▶ _EXTRACTED DATA_
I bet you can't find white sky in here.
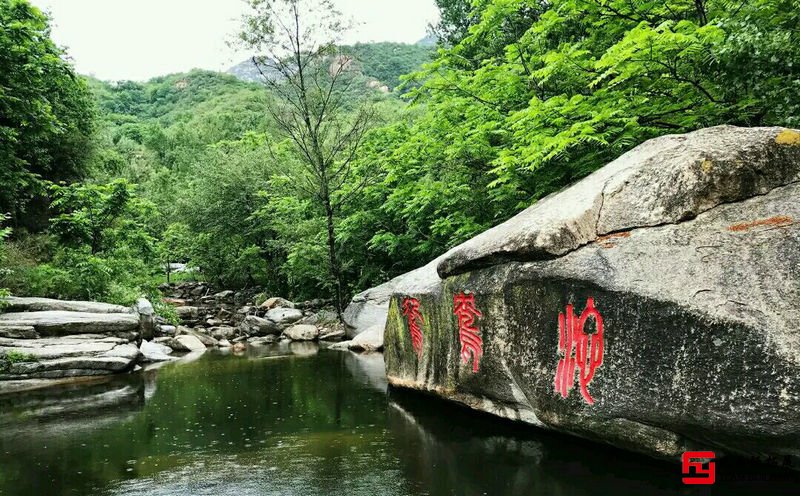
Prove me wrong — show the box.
[31,0,438,80]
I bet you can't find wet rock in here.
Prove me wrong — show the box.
[319,328,345,341]
[0,310,139,336]
[342,258,440,338]
[175,307,200,320]
[166,334,206,351]
[247,334,278,346]
[239,315,281,336]
[208,327,238,340]
[0,334,139,380]
[139,341,176,362]
[283,324,319,341]
[328,341,352,350]
[266,308,303,326]
[259,296,294,310]
[133,298,156,339]
[0,326,39,339]
[4,296,132,313]
[385,127,800,466]
[158,324,176,336]
[176,326,219,351]
[347,325,383,352]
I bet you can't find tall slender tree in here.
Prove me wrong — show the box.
[241,0,375,319]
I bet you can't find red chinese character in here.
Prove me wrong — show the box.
[403,297,425,358]
[681,451,717,484]
[453,292,483,372]
[555,298,603,405]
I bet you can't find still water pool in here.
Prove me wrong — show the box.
[0,343,800,496]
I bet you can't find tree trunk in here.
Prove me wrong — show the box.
[324,195,344,322]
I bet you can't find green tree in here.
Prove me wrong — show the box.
[242,0,374,317]
[0,0,94,227]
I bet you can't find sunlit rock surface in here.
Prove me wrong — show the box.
[384,127,800,466]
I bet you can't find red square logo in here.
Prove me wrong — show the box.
[681,451,717,484]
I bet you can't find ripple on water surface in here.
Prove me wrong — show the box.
[0,345,800,496]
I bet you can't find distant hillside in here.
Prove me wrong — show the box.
[227,42,434,89]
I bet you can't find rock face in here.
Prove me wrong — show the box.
[342,258,440,338]
[283,324,319,341]
[0,310,139,336]
[347,325,383,351]
[0,298,145,386]
[385,127,800,466]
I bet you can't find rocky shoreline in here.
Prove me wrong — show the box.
[0,282,383,393]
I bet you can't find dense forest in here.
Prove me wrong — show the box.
[0,0,800,314]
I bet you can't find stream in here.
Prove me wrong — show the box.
[0,343,800,496]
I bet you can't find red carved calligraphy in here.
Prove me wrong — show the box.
[453,292,483,372]
[403,297,425,357]
[555,298,603,405]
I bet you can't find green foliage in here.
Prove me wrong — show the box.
[341,41,434,89]
[0,214,11,311]
[0,0,95,226]
[0,350,38,374]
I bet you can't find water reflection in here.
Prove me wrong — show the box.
[0,343,800,496]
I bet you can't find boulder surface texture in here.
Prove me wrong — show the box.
[0,297,144,384]
[384,126,800,467]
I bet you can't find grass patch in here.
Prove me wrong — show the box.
[0,350,39,373]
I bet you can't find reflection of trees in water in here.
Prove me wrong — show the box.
[389,389,680,496]
[389,389,800,496]
[0,374,145,444]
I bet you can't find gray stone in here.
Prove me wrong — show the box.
[133,298,156,339]
[260,296,294,310]
[328,341,352,350]
[384,127,800,466]
[247,334,278,346]
[239,315,281,336]
[0,326,39,339]
[166,334,206,351]
[266,308,303,326]
[342,258,441,338]
[283,324,319,341]
[0,334,140,381]
[139,341,176,362]
[0,296,133,313]
[319,328,345,341]
[175,307,200,320]
[176,326,219,351]
[208,326,239,340]
[0,310,139,336]
[348,325,383,352]
[438,126,800,277]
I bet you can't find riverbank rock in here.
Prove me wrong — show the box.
[384,126,800,467]
[0,297,152,386]
[283,324,319,341]
[239,315,281,336]
[139,341,177,362]
[265,308,303,327]
[0,310,139,336]
[347,325,383,352]
[342,258,439,338]
[164,334,206,351]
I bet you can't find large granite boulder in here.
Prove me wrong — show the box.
[0,334,139,381]
[0,310,139,336]
[0,297,148,386]
[384,127,800,466]
[342,258,440,338]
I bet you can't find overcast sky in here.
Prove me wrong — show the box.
[31,0,437,80]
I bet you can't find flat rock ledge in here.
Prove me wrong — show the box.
[0,297,142,393]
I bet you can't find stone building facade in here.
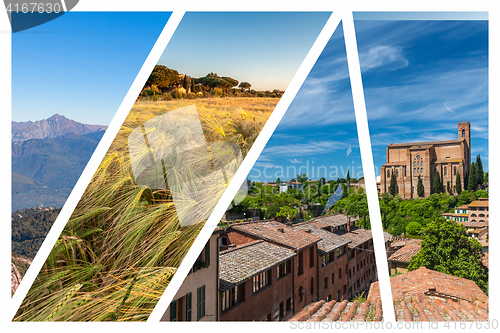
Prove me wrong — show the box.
[380,121,471,199]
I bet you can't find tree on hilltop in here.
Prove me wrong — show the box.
[146,65,179,91]
[408,218,487,292]
[238,82,252,90]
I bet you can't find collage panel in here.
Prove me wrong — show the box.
[161,20,392,322]
[7,12,170,294]
[354,12,490,322]
[14,12,330,321]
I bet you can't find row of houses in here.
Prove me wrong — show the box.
[290,267,489,322]
[387,198,489,275]
[162,214,391,321]
[441,198,490,252]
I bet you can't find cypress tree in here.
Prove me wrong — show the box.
[476,155,484,185]
[455,172,462,195]
[467,163,477,191]
[389,170,396,195]
[417,175,424,198]
[464,171,469,190]
[432,170,443,193]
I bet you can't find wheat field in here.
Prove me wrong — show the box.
[14,97,279,321]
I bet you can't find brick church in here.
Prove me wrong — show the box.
[380,121,471,199]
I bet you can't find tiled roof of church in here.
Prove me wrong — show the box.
[388,138,465,147]
[219,240,295,291]
[231,221,321,251]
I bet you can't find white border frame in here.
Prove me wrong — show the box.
[0,0,500,331]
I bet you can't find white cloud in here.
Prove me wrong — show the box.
[359,45,409,71]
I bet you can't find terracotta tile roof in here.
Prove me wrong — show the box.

▶ _WHAT THIS TASK INVOLVES_
Render every line of the records above as a JSON list of strings, one string per line, skipping blank lines and leaving out the pictures.

▶ _RESULT_
[
  "I bet you can't find white sky in here.",
  "Prove me wrong — show the box.",
  "[31,0,438,80]",
  "I bet you can't find wet rock in here.",
  "Prove me wrong — show the box.",
  "[319,328,345,341]",
  "[0,310,139,336]",
  "[342,258,440,338]",
  "[175,307,200,320]",
  "[166,334,206,351]",
  "[247,334,278,346]",
  "[239,315,281,336]",
  "[208,327,238,340]",
  "[0,334,139,380]",
  "[139,341,176,362]",
  "[283,324,319,341]",
  "[328,341,352,350]",
  "[266,308,303,326]",
  "[259,296,294,310]",
  "[133,298,156,339]",
  "[0,326,39,339]",
  "[4,296,132,313]",
  "[385,127,800,466]",
  "[158,324,176,336]",
  "[176,326,219,351]",
  "[347,325,383,352]",
  "I bet you can't find tall slender tree in here.",
  "Prove me wrong — show the box.",
  "[241,0,375,319]",
  "I bet you can't find red chinese character in here.",
  "Prove me wrong — show the box.",
  "[403,297,425,358]",
  "[681,451,717,484]",
  "[453,292,483,372]",
  "[555,298,603,405]",
  "I bet you can't find still water pool in here.",
  "Prove me wrong — show the box.",
  "[0,343,800,496]",
  "I bet you can't find tree trunk in here.",
  "Prove me wrong — show the box.",
  "[324,195,344,322]",
  "I bet you can't find green tree in here.",
  "Prove me wrong — show the box.",
  "[242,0,374,317]",
  "[0,0,94,227]",
  "I bet you can't find sunlit rock surface in here.",
  "Prove me wrong — show the box.",
  "[384,127,800,466]",
  "I bet you can't find red square logo in here.",
  "Prove me wrong — show the box.",
  "[681,451,717,484]",
  "I bet you can't find ripple on water surface in here.",
  "Prove me wrong — show the box.",
  "[0,345,800,496]",
  "I bet you can't find distant hillside in here.",
  "Prove me wrong — show the box.",
  "[227,42,434,89]",
  "I bet you can't find rock face in here.",
  "Prove me wrong — show the box.",
  "[342,258,440,338]",
  "[283,324,319,341]",
  "[0,310,139,336]",
  "[347,325,383,351]",
  "[0,298,145,386]",
  "[385,127,800,466]",
  "I bet you can't find rocky shoreline in here.",
  "Prove me wrong — show the box.",
  "[0,282,383,393]",
  "I bet you can't find dense forest in here.",
  "Prove me wrong — show the box.",
  "[0,0,800,314]",
  "I bet you can't find stream in here.",
  "Prove me wrong — show the box.",
  "[0,343,800,496]",
  "I bet you can't find red carved calligraphy in here.",
  "Prove me wrong — show the box.",
  "[453,292,483,372]",
  "[403,297,425,357]",
  "[555,298,603,405]",
  "I bet you can't find green foliage in here.",
  "Prove me wrong — show the box.",
  "[341,41,434,89]",
  "[0,214,11,311]",
  "[0,0,95,226]",
  "[0,350,38,374]",
  "I bet you can't find water reflection in here.",
  "Prove me wrong — show the box.",
  "[0,343,800,496]",
  "I bet you can't find boulder surface texture in here.",
  "Prove me wrong — show the box.",
  "[0,297,144,384]",
  "[384,126,800,467]",
  "I bet you can't find grass patch in here.",
  "Prove me wrong — show the box.",
  "[0,350,39,373]",
  "I bet you can't find reflection of trees in water in here.",
  "Prove me wrong — show the box.",
  "[389,389,680,496]",
  "[389,389,800,496]",
  "[0,374,145,444]",
  "I bet you can't find gray stone in here.",
  "Prove me wrong — show the box.",
  "[133,298,156,339]",
  "[260,296,294,310]",
  "[328,341,352,350]",
  "[384,127,800,466]",
  "[247,334,278,346]",
  "[239,315,281,336]",
  "[0,326,39,339]",
  "[166,334,206,351]",
  "[266,308,303,326]",
  "[342,258,441,338]",
  "[283,324,319,341]",
  "[0,334,140,381]",
  "[139,341,176,362]",
  "[0,296,133,313]",
  "[319,328,345,341]",
  "[175,307,200,320]",
  "[176,326,219,351]",
  "[208,326,239,340]",
  "[0,310,139,336]",
  "[348,325,383,352]",
  "[438,126,800,277]",
  "I bet you can't find riverbank rock in here.",
  "Prove me wrong — show the box.",
  "[384,126,800,467]",
  "[0,297,152,386]",
  "[283,324,319,341]",
  "[239,315,281,336]",
  "[139,341,177,362]",
  "[265,308,303,327]",
  "[0,310,139,336]",
  "[347,325,383,352]",
  "[342,258,439,338]",
  "[164,334,206,351]",
  "I bet you can't find large granite boulder in here.",
  "Prove me wrong — show the box.",
  "[0,334,139,381]",
  "[0,310,139,336]",
  "[0,297,148,386]",
  "[384,127,800,466]",
  "[342,258,440,338]",
  "I bet you can't find overcast sky in here.",
  "Prove me wrong — show the box.",
  "[31,0,437,80]",
  "I bet you can't find flat rock ledge in here.",
  "Prove me wrong — show the box.",
  "[0,297,142,393]",
  "I bet you can't find stone building facade in here.",
  "Prove me wrong — show the box.",
  "[380,121,471,199]",
  "I bet you can't find tree on hilltop in here.",
  "Prove me wrong — show the box.",
  "[146,65,179,91]",
  "[408,218,487,292]",
  "[238,82,252,90]",
  "I bet you can't find collage panel in here.",
  "Prove me wrong — show the box.",
  "[161,20,392,322]",
  "[7,12,170,294]",
  "[354,12,490,322]",
  "[14,12,330,321]",
  "I bet you can't find row of houses in here.",
  "Prove me wrong — show the box.",
  "[290,267,489,322]",
  "[387,198,489,275]",
  "[162,214,391,321]",
  "[441,198,490,252]",
  "I bet you can't find cypress tree in here.",
  "Prove me wrong — show the box.",
  "[476,155,484,185]",
  "[455,172,462,195]",
  "[467,163,477,191]",
  "[389,170,396,195]",
  "[417,175,424,198]",
  "[464,171,469,190]",
  "[432,170,443,193]",
  "I bet you can't find wheat field in here.",
  "Prove me wrong — show the box.",
  "[14,97,279,321]",
  "I bet you can't find brick church in here.",
  "Prove me wrong — show the box.",
  "[380,121,471,199]",
  "I bet you can't find tiled roof of church in here.",
  "Prove me wrong — show the box.",
  "[388,138,465,147]",
  "[219,240,295,291]",
  "[231,221,321,251]",
  "I bet you can't find white border frame in here.",
  "Prove me wrong — show the box.",
  "[0,0,500,331]",
  "I bet you can't find white cloud in here.",
  "Prove me wrong — show the box.",
  "[359,45,409,71]",
  "I bet you can't find terracotta tile roof in here.",
  "Prove me wrong — show the box."
]